*Problem to work on*.
Continue the review of hyperbaric oxygen therapy for autism spectrum disorder from the point where it ends.

*Text provided*.
- Opening Delimiter -
High-pressure oxygen therapy for children and adults with autism spectrum disorder (ASD)


Autism spectrum disorder (ASD) is associated with problems in social communication and restricted behaviors. High-pressure (hyperbaric) oxygen therapy has been proposed as treatment for these ASD symptoms. We reviewed the evidence on effects of high-pressure (hyperbaric) oxygen therapy among children and adults with ASD. We also assessed the evidence on the safety of high-pressure oxygen therapy.

Review question

Does high-pressure oxygen therapy improve social communication or other aspects of function in children and adults with ASD, and how safe is this therapy?

Study characteristics

We searched electronic databases and identified randomized controlled trials (in which participants are randomly allocated to one of two or more treatment groups) consisting of participants who received high-pressure oxygen therapy or room air or no treatment as a control.

The evidence is current up to December 2015.

Key results

We found a single, small study of 60 children that evaluated high-pressure oxygen therapy for ASD.

There was no evidence that high-pressure oxygen therapy improved social interaction, behavioral problems, speech or language communication, or mental function in children with ASD. However, children who received high-pressure (hyperbaric) oxygen therapy showed an increased occurrence of ear barotrauma events when compared with those in the control group.

Quality of the evidence

The quality of the evidence is low. Evidence is insufficient to confirm that high-pressure oxygen is an effective treatment for individuals with ASD.

Authors' conclusions: 

To date, there is no evidence that hyperbaric oxygen therapy improves core symptoms and associated symptoms of ASD. It is important to note that adverse effects (minor-grade ear barotrauma events) can occur. Given the absence of evidence of effectiveness and the limited biological plausibility and possible adverse effects, the need for future RCTs of hyperbaric oxygen therapy must be carefully considered.

Read the full abstract...

The rising prevalence of autism spectrum disorder (ASD) has increased the need for evidence-based treatments to lessen the impact of symptoms. Presently, no therapies are available to effectively treat individuals with all of the symptoms of this disorder. It has been suggested that hyperbaric oxygen therapy may alleviate the biochemical dysfunction and clinical symptoms of ASD.


To determine whether treatment with hyperbaric oxygen:

1. improves core symptoms of ASD, including social communication problems and stereotypical and repetitive behaviors;

2. improves noncore symptoms of ASD, such as challenging behaviors;

3. improves comorbid states, such as depression and anxiety; and

4. causes adverse effects.
- Closing Delimiter -
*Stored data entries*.
- Opening Delimiter -
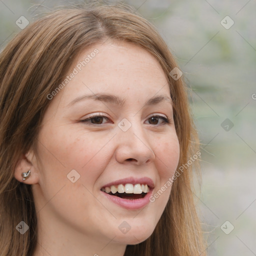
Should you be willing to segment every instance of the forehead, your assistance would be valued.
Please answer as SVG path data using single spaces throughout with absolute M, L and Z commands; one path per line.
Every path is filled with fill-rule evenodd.
M 158 60 L 142 48 L 127 42 L 98 44 L 84 50 L 68 76 L 62 96 L 65 102 L 89 93 L 111 92 L 137 100 L 158 92 L 170 96 L 168 80 Z

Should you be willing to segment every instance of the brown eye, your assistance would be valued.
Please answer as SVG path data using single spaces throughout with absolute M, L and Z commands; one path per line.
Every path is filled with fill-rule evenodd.
M 96 116 L 90 118 L 90 120 L 92 124 L 101 124 L 103 122 L 103 118 L 102 116 Z
M 150 117 L 148 119 L 148 120 L 149 120 L 150 124 L 152 124 L 154 126 L 160 125 L 158 124 L 160 120 L 163 121 L 162 122 L 162 124 L 170 124 L 170 122 L 168 118 L 162 116 L 153 116 Z
M 98 116 L 91 116 L 84 120 L 82 120 L 81 122 L 87 122 L 89 124 L 96 124 L 100 126 L 100 124 L 105 124 L 106 122 L 103 122 L 104 119 L 110 120 L 109 118 L 106 116 L 98 114 Z

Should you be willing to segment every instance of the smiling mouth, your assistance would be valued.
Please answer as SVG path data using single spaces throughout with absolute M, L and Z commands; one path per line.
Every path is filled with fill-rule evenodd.
M 134 185 L 128 184 L 102 188 L 100 190 L 110 196 L 118 196 L 122 199 L 135 200 L 144 198 L 150 190 L 147 184 Z

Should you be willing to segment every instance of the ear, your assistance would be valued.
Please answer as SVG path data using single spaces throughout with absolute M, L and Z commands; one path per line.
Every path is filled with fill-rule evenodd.
M 17 180 L 26 184 L 36 184 L 39 182 L 38 168 L 36 164 L 36 156 L 34 152 L 30 151 L 26 154 L 22 154 L 16 164 L 14 176 Z M 22 173 L 30 170 L 26 180 L 23 180 Z

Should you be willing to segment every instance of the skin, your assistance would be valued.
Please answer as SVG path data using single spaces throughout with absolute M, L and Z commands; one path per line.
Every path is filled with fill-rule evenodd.
M 84 50 L 76 63 L 96 48 L 98 54 L 51 100 L 37 152 L 31 149 L 16 168 L 16 178 L 32 184 L 39 230 L 34 256 L 123 256 L 127 244 L 151 235 L 170 194 L 168 186 L 138 210 L 102 194 L 104 185 L 130 176 L 151 178 L 154 194 L 174 174 L 180 147 L 172 104 L 144 106 L 153 96 L 170 99 L 157 60 L 138 46 L 112 42 Z M 86 99 L 68 106 L 78 96 L 98 92 L 114 94 L 125 103 Z M 109 120 L 82 122 L 98 112 Z M 153 114 L 168 117 L 170 123 L 152 120 Z M 124 118 L 132 124 L 125 132 L 118 126 Z M 28 170 L 30 176 L 22 181 L 22 172 Z M 74 183 L 67 178 L 72 170 L 80 175 Z M 131 227 L 125 234 L 118 228 L 124 221 Z

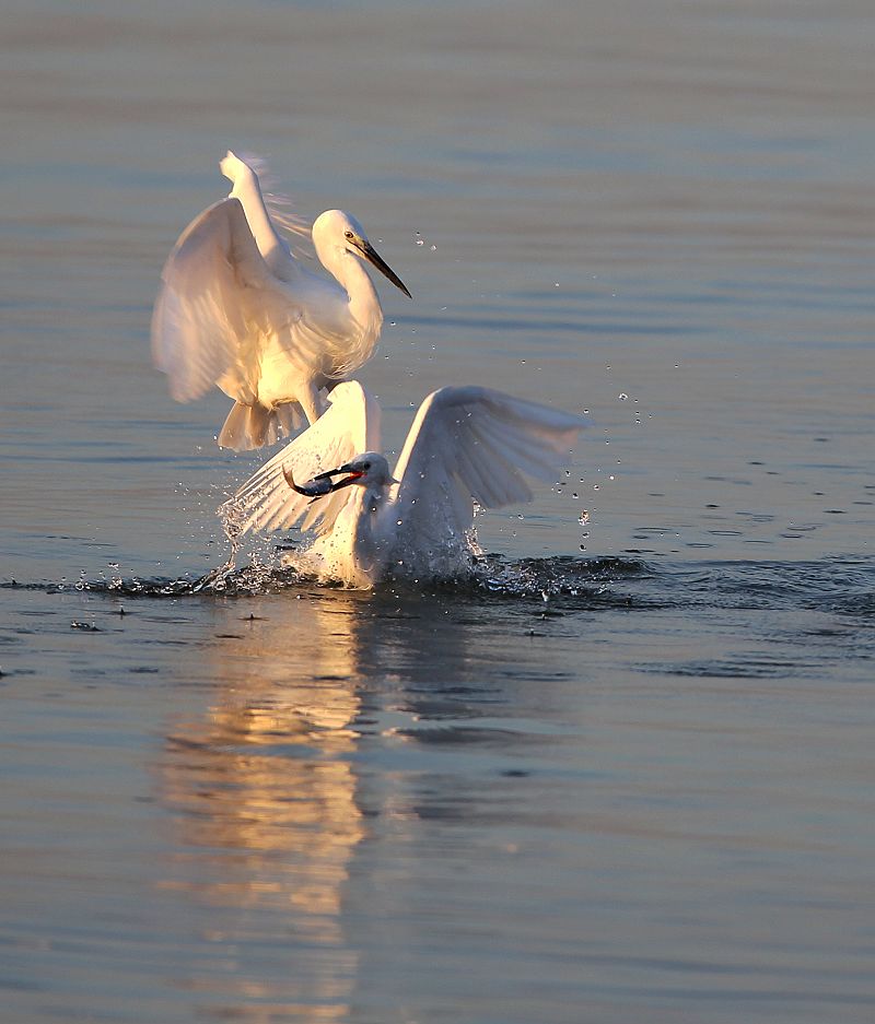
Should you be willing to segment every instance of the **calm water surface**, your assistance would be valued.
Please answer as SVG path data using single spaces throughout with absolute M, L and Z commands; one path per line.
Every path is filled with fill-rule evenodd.
M 871 4 L 3 26 L 3 1020 L 871 1021 Z M 444 384 L 588 410 L 477 580 L 198 589 L 257 460 L 148 328 L 229 145 L 413 292 L 390 451 Z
- Closing Delimiter -
*Result for this task*.
Search strategy: 

On 10 December 2015, we searched CENTRAL, Ovid MEDLINE, Embase, and 15 other databases, four of which were Chinese language databases. We also searched multiple trial and research registers.

Selection criteria: 

We selected randomized controlled trials (RCTs) and quasi-RCTs of any dose, duration, and frequency for hyperbaric oxygen therapy compared with no treatment or sham treatment for children and adults with ASD.

Data collection and analysis: 

We used standard methodological procedures expected by The Cochrane Collaboration, in that three review authors independently selected studies, assessed them for risk of bias, and extracted relevant data. We also assessed the quality of the evidence by using the GRADE approach.

Main results: 

We included one trial with a total of 60 children with a diagnosis of ASD who randomly received hyperbaric oxygen therapy or a sham treatment. Using GRADE criteria, we rated the quality of the evidence as low because of the small sample size and wide confidence intervals (CIs). Other problems included selection bias and short duration or follow-up.

Overall, study authors reported no improvement in social interaction and communication, behavioral problems, communication and linguistic abilities, or cognitive function. With regard to the safety of hyperbaric oxygen therapy (adverse events), they reported minor-grade ear barotrauma events. Investigators found significant differences between groups in total number of side effect events (Peto odds ratio (OR) 3.87, 95% CI 1.53 to 9.82) and in the number of children who experienced side effects (Peto OR 4.40, 95% CI 1.33 to 14.48).